======== Data section

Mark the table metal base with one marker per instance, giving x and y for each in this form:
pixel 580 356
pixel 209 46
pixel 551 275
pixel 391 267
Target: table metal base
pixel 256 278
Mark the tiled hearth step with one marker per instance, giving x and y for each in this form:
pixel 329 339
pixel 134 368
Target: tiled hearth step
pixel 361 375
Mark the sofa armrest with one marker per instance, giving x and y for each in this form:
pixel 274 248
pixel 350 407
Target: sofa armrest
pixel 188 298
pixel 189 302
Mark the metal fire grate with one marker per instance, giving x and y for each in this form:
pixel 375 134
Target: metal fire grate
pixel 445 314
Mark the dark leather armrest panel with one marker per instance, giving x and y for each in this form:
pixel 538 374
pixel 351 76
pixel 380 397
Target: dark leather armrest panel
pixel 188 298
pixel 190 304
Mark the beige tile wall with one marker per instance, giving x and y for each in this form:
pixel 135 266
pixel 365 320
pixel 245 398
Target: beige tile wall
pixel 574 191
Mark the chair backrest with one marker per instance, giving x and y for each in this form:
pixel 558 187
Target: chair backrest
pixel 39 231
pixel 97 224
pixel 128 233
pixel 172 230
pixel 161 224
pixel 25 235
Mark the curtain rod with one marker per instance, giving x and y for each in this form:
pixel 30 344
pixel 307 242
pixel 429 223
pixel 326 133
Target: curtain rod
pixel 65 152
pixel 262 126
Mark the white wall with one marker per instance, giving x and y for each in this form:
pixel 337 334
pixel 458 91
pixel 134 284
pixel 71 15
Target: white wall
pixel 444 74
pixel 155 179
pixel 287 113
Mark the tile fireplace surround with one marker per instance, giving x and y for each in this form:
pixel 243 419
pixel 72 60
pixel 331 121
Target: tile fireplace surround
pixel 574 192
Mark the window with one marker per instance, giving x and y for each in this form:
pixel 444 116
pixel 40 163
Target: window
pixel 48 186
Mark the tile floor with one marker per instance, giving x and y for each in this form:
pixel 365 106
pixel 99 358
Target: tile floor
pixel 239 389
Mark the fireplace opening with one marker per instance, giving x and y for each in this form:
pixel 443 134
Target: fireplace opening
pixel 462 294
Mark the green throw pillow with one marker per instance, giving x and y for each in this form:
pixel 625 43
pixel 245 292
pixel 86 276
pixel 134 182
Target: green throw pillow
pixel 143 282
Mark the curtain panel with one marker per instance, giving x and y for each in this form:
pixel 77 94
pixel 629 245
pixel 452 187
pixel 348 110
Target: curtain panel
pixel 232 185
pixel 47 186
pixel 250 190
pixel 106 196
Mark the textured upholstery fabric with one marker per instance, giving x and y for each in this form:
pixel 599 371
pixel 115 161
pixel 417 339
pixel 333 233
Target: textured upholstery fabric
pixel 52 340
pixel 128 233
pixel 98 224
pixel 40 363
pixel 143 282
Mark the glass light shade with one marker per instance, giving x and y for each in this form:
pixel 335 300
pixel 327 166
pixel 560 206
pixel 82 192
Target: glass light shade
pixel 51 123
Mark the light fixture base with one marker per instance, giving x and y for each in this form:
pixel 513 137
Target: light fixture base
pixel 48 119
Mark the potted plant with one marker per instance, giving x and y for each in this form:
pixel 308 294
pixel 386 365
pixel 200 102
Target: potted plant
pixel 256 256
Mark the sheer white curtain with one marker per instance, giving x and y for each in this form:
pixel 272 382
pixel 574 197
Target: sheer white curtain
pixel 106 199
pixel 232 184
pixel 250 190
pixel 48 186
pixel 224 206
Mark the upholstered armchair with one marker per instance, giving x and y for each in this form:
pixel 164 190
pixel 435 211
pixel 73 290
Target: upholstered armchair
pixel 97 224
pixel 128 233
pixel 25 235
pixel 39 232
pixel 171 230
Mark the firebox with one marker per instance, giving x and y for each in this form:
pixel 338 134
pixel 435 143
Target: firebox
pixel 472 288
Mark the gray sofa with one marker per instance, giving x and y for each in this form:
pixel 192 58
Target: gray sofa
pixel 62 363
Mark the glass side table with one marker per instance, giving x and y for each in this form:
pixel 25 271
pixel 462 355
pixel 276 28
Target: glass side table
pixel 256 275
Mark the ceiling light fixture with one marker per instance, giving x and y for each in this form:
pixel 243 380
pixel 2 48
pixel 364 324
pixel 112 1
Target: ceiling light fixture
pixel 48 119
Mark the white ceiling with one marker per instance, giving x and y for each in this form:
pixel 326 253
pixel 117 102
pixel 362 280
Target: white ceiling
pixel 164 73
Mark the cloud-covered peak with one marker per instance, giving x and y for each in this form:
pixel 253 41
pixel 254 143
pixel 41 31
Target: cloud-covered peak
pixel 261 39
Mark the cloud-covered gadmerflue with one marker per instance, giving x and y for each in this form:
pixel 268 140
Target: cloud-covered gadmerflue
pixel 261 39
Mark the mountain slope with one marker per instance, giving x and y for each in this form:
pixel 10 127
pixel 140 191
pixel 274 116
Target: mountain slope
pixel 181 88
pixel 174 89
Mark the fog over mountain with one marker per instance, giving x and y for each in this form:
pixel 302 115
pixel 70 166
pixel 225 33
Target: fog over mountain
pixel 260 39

================

### Exercise
Repeat the entries above exactly, leaving nothing out.

### Result
Mark the table metal base with one marker per instance, giving x and y for each in this form:
pixel 580 356
pixel 209 46
pixel 551 275
pixel 391 267
Target: table metal base
pixel 256 278
Mark the tiled hearth step with one marker per instance, giving x and y for each in this form:
pixel 329 339
pixel 134 368
Target: tiled hearth step
pixel 361 375
Mark the sofa armrest with one marker per instance, giving x and y for each in this form:
pixel 274 248
pixel 350 407
Target: sofa armrest
pixel 188 298
pixel 189 302
Mark the metal fire grate with one marker per instance, giving x and y for each in this form:
pixel 375 134
Target: metal fire grate
pixel 445 314
Mark the dark leather armrest panel with one marker per instance, giving x and y for each in this form:
pixel 538 374
pixel 351 76
pixel 380 397
Target: dark leather armrest panel
pixel 188 298
pixel 190 304
Mark the beige tile wall with one marker per instance, giving x and y for each in this form:
pixel 135 266
pixel 365 320
pixel 245 398
Target: beige tile wall
pixel 574 191
Mark the chair backrest with one marker per instance, giving x and y for each in this form:
pixel 558 187
Target: chair backrest
pixel 39 231
pixel 97 224
pixel 128 233
pixel 172 230
pixel 161 224
pixel 25 235
Mark the curtain rod with one marker per instance, giving x and y for each in this form:
pixel 30 344
pixel 307 242
pixel 429 223
pixel 326 133
Target: curtain rod
pixel 65 152
pixel 262 126
Mark the white wall with one marker per instance, giving x and y for each in this form:
pixel 337 334
pixel 458 91
pixel 134 284
pixel 71 15
Target: white wall
pixel 444 74
pixel 155 179
pixel 287 113
Mark the tile fireplace surround with one marker per instance, giving x and y for each in this form:
pixel 243 419
pixel 72 60
pixel 331 121
Target: tile fireplace surround
pixel 574 192
Mark the window with one marker per instance, giving x and y for each in this form:
pixel 444 116
pixel 40 163
Target: window
pixel 48 186
Mark the tile floor with one marker per instance, giving x and y for each in this form:
pixel 365 106
pixel 99 358
Target: tile floor
pixel 239 389
Mark the fireplace opening with one marker per instance, giving x and y for each in this form:
pixel 443 134
Target: fireplace opening
pixel 462 294
Mark the green throw pillow with one marker per instance, giving x and y for each in this form:
pixel 625 43
pixel 245 292
pixel 86 276
pixel 134 182
Target: green throw pillow
pixel 143 282
Mark the curtain panel with one marker per instance, giving x and y for each in this form:
pixel 77 94
pixel 629 245
pixel 452 187
pixel 348 110
Target: curtain panel
pixel 232 185
pixel 47 186
pixel 250 190
pixel 106 196
Mark the textured upholstery fabric with one marker per instance, giving x and y for each in this form:
pixel 599 371
pixel 115 161
pixel 417 339
pixel 333 233
Target: textured upholstery fabric
pixel 52 340
pixel 128 233
pixel 98 224
pixel 40 363
pixel 143 282
Mark the glass light shade with one marker per instance, giving x and y for each in this form:
pixel 335 300
pixel 327 166
pixel 560 206
pixel 82 192
Target: glass light shade
pixel 51 123
Mark the light fixture base with one marker per instance, giving x and y for each in this form:
pixel 513 137
Target: light fixture base
pixel 48 119
Mark the potted plant with one marker per instance, giving x and y for each in this form:
pixel 308 294
pixel 386 365
pixel 200 102
Target: potted plant
pixel 256 256
Mark the sheer white curtain with one marker per instance, giving x and y for each in this form:
pixel 272 382
pixel 574 197
Target: sheer white curtain
pixel 106 199
pixel 232 184
pixel 250 190
pixel 48 186
pixel 224 206
Mark the upholstered armchair with one marker per instance, giving x and y for each in this form:
pixel 164 190
pixel 435 211
pixel 73 290
Target: upholstered armchair
pixel 97 224
pixel 128 233
pixel 25 235
pixel 39 232
pixel 171 230
Mark the firebox with one marker per instance, giving x and y for each in this form:
pixel 338 134
pixel 435 143
Target: firebox
pixel 472 288
Mark the gray sofa with one marker per instance, giving x and y for each in this form:
pixel 192 58
Target: gray sofa
pixel 62 363
Mark the glass side table with one marker per instance, giving x and y for each in this form:
pixel 25 271
pixel 462 355
pixel 276 28
Target: glass side table
pixel 256 275
Mark the ceiling light fixture with one marker per instance, giving x and y for each in this form:
pixel 243 380
pixel 2 48
pixel 364 324
pixel 112 1
Target: ceiling light fixture
pixel 48 119
Mark the white ceiling with one marker per instance, giving x and y for each in this form:
pixel 326 253
pixel 117 102
pixel 362 280
Target: white ceiling
pixel 164 73
Mark the cloud-covered peak with one marker per instance, giving x and y for each in this form:
pixel 253 41
pixel 254 143
pixel 41 31
Target: cloud-covered peak
pixel 261 39
Mark the cloud-covered gadmerflue with one marker per instance, giving x and y for each in this form:
pixel 268 140
Target: cloud-covered gadmerflue
pixel 261 39
Mark the mountain slope with one marker per instance, giving x and y for each in this form:
pixel 10 127
pixel 140 191
pixel 274 116
Target: mountain slope
pixel 181 88
pixel 174 89
Mark the fog over mountain with one marker per instance, giving x and y for each in this form:
pixel 302 115
pixel 70 166
pixel 225 33
Target: fog over mountain
pixel 260 39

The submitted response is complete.